• _Dataset entries_

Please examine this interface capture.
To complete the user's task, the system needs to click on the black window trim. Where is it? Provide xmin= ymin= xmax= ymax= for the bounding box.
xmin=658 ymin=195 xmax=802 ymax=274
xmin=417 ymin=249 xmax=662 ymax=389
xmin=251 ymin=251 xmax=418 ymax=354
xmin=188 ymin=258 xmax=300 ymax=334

• _The task_
Which rows above contain the string "ymax"? Pick out each of them.

• _Response to this task_
To complete the user's task, the system needs to click on the black window trim. Where is it? Provide xmin= ymin= xmax= ymax= for the bounding box.
xmin=658 ymin=195 xmax=802 ymax=274
xmin=417 ymin=249 xmax=662 ymax=389
xmin=251 ymin=251 xmax=418 ymax=354
xmin=188 ymin=258 xmax=300 ymax=334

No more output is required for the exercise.